> Task requirements
Print the line containing "foliage. Keep to one point per instance." and every line after it exactly as written, through the end of the records.
Segment Start: Data to use
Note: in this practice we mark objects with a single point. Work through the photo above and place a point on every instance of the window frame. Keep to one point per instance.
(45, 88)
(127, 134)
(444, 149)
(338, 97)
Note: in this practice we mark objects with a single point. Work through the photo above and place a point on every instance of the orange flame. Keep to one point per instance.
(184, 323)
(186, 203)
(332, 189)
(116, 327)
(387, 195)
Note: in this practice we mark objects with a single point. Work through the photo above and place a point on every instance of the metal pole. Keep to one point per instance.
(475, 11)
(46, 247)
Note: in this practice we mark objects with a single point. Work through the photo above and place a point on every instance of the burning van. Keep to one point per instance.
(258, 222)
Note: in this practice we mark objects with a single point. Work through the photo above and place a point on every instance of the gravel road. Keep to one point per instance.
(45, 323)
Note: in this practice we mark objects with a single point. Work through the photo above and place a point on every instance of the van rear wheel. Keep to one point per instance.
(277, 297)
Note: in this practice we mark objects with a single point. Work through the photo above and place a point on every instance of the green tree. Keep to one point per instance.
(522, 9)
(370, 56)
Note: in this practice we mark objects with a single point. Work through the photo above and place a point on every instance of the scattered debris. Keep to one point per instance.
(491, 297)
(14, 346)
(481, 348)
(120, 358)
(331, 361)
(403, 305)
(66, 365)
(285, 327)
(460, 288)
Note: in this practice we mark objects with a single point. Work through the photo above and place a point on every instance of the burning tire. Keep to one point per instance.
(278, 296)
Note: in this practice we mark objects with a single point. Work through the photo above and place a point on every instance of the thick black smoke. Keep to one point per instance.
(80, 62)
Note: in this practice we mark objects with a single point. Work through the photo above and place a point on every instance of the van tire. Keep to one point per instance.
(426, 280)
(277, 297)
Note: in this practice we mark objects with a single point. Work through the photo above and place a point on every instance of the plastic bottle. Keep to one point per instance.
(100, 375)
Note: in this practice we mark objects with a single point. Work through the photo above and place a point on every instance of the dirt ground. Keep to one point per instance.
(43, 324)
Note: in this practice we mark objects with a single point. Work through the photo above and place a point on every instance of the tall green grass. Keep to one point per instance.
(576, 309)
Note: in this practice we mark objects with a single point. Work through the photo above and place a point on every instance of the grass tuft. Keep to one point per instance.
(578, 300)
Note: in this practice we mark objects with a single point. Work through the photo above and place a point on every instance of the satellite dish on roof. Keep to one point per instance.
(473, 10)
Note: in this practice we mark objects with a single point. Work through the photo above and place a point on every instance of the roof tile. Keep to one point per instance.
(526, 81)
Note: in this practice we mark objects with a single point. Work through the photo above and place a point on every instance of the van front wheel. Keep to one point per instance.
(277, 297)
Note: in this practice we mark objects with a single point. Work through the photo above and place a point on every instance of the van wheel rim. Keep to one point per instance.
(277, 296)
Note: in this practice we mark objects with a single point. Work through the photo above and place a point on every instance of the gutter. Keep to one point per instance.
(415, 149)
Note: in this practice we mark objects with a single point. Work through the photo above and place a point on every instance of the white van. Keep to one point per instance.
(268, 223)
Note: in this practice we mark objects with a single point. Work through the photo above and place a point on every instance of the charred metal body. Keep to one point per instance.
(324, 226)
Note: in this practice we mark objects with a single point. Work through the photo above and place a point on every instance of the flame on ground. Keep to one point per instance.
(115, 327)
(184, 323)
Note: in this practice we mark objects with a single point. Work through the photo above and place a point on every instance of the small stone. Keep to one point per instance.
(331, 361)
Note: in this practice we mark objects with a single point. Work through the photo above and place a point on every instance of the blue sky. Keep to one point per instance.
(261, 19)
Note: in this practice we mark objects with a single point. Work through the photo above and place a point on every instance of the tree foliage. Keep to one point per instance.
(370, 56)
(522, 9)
Segment End: Data to use
> Problem solution
Note: in this practice we mark objects with a single point. Work through the photo above and place a point on every instance of the tree foliage. Keep to one point per instance.
(370, 56)
(522, 9)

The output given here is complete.